READING TEXT
"""

Although a mortgage lien is a common cause, it’s not the only way a title may be clouded.

For example, the cloud might be caused by the current property owner owing money to someone else: an outstanding debt to a tax authority, a general contractor or another third party. When debts go unpaid, some entities have the option to put a lien on the property. This essentially forces the current owner to pay what they owe in order to sell the property — or to find a buyer willing to take on this financial burden to get the title released free and clear.

The second common cause of title clouds can arise from paperwork problems. If a married couple bought the property together and then divorced, the ex-spouse’s name may still be on the deed. That could leave the spouse still currently inhabiting the home without the full legal right to sell it. Regardless of how many solutions are available in your state to resolve this issue, it can still significantly complicate the selling process.

You can also run into title defects because of clerical issues. With an unreleased deed of trust, the appropriate land records authority hasn’t been notified that a mortgage loan has been paid in full. In other words, you might come across a cloud due to a mortgage lien simply because the proper paperwork hasn’t been filed to show that loan is no longer outstanding.

What are the types of clouds on title?

You might see a cloud on title because of:

  • A mortgage lien
  • A tax lien
  • Foreclosure proceedings at the property
  • Clerical issues, such as an unreleased deed of trust
  • Boundary issues, including encroachments and easements
  • Probate issues, if the property was passed down as an inheritance or as part of an estate
  • A mechanic’s lien, placed by contractor on the property because the homeowner was unable to pay for something involved in building or renovating the house (usually, construction materials or labor)
  • Fraud, which can occur if a falsified deed was recorded (e.g., putting the title in another person’s name)

"""

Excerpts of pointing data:

"""

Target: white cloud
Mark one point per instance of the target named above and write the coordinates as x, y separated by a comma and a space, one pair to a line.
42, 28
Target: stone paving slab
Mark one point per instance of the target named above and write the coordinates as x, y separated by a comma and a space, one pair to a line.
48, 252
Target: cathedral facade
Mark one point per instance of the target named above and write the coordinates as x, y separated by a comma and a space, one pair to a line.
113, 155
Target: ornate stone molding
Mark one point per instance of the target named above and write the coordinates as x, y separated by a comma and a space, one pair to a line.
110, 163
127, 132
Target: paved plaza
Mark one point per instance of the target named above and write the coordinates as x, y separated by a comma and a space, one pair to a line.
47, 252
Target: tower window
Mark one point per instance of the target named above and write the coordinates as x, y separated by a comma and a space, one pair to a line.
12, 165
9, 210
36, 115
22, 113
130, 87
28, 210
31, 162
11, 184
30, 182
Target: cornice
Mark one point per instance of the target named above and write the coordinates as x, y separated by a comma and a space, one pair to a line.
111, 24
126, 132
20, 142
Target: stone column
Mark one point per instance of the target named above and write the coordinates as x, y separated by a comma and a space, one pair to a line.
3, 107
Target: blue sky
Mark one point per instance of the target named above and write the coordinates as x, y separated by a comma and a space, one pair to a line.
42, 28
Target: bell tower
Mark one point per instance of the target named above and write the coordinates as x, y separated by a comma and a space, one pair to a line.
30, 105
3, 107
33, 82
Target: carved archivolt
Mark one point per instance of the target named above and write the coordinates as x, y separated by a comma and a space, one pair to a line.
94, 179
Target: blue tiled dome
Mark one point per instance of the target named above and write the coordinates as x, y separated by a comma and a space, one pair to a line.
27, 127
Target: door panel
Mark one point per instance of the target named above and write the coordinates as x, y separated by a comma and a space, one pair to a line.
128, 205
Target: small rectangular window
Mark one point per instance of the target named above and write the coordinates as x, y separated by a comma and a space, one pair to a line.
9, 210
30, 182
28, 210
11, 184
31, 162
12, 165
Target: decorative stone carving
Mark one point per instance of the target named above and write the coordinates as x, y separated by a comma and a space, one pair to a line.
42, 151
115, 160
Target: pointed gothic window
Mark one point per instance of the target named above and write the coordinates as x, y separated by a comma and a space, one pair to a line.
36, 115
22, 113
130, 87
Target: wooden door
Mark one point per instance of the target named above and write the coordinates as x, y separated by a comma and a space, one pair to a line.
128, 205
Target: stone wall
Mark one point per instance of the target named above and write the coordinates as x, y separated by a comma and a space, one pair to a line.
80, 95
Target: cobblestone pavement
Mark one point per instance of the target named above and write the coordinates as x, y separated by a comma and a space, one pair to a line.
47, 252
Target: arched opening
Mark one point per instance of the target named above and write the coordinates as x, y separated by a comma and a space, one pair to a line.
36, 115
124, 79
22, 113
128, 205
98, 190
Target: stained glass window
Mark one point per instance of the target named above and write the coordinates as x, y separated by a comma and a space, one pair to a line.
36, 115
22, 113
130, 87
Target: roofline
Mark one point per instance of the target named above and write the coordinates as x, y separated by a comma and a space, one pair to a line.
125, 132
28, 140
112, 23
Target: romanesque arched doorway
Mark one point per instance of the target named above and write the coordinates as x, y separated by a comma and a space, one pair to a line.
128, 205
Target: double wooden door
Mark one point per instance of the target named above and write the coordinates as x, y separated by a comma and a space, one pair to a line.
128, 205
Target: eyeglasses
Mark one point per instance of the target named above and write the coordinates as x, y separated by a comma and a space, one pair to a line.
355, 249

"""
"""

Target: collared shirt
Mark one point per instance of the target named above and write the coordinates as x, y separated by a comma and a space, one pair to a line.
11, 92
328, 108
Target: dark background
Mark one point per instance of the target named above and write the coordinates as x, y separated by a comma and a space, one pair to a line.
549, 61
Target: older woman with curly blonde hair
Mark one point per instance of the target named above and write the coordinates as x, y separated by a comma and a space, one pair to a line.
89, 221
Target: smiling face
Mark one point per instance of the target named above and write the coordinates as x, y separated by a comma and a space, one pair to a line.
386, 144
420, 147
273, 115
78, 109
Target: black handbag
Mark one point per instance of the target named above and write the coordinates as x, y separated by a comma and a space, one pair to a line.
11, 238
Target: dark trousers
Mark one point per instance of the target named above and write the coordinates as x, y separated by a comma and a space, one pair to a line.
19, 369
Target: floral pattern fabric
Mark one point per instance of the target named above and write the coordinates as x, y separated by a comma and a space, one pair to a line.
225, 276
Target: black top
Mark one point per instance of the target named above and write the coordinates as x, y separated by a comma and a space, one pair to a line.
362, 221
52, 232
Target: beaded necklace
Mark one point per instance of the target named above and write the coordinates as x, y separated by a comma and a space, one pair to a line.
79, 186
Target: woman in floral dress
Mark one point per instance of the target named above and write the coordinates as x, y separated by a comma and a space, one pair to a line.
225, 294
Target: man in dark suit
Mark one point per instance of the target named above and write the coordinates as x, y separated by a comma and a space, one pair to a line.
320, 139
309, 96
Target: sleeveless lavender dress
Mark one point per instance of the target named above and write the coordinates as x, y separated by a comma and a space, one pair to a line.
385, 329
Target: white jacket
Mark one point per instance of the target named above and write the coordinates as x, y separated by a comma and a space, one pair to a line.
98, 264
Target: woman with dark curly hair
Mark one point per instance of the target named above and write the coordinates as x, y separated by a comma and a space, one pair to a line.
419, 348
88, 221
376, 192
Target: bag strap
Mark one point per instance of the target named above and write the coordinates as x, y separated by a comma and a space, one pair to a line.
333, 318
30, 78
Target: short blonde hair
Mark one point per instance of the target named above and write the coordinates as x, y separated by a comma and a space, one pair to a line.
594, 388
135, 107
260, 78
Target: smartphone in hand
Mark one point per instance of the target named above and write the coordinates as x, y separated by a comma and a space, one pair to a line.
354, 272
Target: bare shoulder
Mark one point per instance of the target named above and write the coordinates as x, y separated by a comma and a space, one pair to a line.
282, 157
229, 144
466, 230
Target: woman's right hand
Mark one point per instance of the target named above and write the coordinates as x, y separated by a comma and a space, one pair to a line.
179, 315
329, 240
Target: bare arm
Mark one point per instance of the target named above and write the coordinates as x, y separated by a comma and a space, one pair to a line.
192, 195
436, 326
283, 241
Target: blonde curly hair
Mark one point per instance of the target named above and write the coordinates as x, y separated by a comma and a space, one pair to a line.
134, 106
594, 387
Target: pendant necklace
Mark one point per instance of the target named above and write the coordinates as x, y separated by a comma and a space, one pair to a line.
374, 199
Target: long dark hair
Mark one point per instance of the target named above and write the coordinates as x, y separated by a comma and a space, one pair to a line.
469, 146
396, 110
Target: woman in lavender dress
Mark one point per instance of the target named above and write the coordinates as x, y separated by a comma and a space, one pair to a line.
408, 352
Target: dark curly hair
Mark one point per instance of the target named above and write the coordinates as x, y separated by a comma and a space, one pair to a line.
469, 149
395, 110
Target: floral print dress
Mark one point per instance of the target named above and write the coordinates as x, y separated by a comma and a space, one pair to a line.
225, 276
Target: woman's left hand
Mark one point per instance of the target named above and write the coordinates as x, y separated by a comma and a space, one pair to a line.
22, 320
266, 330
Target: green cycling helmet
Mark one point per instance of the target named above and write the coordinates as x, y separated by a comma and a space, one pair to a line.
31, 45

"""

WHAT YOU NEED TO DO
In the text on clouded titles, copy out word for word everything from "You might see" down to "materials or labor)".

SOLUTION TO THE EXERCISE
You might see a cloud on title because of:

  • A mortgage lien
  • A tax lien
  • Foreclosure proceedings at the property
  • Clerical issues, such as an unreleased deed of trust
  • Boundary issues, including encroachments and easements
  • Probate issues, if the property was passed down as an inheritance or as part of an estate
  • A mechanic’s lien, placed by contractor on the property because the homeowner was unable to pay for something involved in building or renovating the house (usually, construction materials or labor)